- Given request: Starting at the first line of the data below and ending at the line that contains "point(223, 372)", write those lines out again with each "carved" changed to "sculpted" and everything else left the same.

+===+

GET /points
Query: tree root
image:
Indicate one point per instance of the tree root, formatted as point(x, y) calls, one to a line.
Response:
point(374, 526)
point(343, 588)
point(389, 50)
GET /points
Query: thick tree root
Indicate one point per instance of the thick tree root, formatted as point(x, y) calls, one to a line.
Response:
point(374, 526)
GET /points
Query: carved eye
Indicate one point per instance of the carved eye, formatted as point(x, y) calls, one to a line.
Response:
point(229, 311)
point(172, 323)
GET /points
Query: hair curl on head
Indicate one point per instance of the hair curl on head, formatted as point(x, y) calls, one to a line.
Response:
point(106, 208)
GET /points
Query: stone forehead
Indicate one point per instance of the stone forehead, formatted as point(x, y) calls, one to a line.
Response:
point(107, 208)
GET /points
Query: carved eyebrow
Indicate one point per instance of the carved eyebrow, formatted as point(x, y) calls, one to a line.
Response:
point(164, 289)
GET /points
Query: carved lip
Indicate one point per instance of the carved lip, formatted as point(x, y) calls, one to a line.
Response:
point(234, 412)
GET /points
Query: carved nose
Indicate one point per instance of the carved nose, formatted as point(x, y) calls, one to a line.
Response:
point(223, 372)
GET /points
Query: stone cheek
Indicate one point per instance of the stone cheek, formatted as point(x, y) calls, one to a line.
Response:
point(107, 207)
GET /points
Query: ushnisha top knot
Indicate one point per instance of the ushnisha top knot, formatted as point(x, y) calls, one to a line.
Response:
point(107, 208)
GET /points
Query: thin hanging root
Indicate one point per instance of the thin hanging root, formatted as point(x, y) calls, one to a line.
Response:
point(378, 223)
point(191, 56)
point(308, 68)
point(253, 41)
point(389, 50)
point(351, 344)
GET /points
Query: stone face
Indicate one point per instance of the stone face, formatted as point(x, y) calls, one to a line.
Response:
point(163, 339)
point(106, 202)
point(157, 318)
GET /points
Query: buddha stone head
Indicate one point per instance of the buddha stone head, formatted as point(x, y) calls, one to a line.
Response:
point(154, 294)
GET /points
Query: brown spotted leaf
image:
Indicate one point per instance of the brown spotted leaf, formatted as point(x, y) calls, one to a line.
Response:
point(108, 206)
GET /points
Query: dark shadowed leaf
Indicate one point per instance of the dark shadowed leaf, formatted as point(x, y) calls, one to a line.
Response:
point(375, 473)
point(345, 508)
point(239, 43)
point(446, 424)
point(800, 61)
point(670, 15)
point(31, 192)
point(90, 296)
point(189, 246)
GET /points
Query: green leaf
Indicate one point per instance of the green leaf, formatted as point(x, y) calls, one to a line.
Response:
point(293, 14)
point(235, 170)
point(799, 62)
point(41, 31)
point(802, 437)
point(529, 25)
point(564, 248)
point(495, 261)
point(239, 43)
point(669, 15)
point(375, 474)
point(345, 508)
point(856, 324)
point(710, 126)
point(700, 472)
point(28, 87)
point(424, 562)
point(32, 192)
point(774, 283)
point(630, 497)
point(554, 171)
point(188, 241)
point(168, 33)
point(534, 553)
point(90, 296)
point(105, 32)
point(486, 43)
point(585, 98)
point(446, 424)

+===+

- Task answer:
GET /points
Query: tree root
image:
Indicate one point per instance of the tree root, formatted as point(x, y) calls, one to a line.
Response:
point(374, 526)
point(343, 588)
point(389, 50)
GET /points
Query: thick tree root
Indicate one point per instance of the thick tree root, formatted as point(x, y) calls, one to a line.
Response:
point(374, 526)
GET /points
Query: sculpted eye
Indicate one point per instance of the sculpted eye, formatted as point(x, y) calls, one to a line.
Response:
point(229, 311)
point(172, 323)
GET /points
Query: hair curl on head
Indicate one point per instance of the hair curl on head, formatted as point(x, y) calls, one to a line.
Response:
point(106, 208)
GET /points
Query: stone forehead
Indicate one point per instance of the stone forehead, formatted as point(x, y) calls, one to a line.
Response:
point(107, 208)
GET /points
Query: sculpted eyebrow
Indicate one point per instance of the sculpted eyebrow, formatted as point(x, y) calls, one to a line.
Response:
point(164, 289)
GET /points
Query: sculpted lip
Indicate one point per instance of the sculpted lip, formatted as point(x, y) calls, one to a line.
Response:
point(234, 412)
GET /points
Query: sculpted nose
Indicate one point per instance of the sculpted nose, formatted as point(x, y) calls, one to a line.
Response:
point(223, 372)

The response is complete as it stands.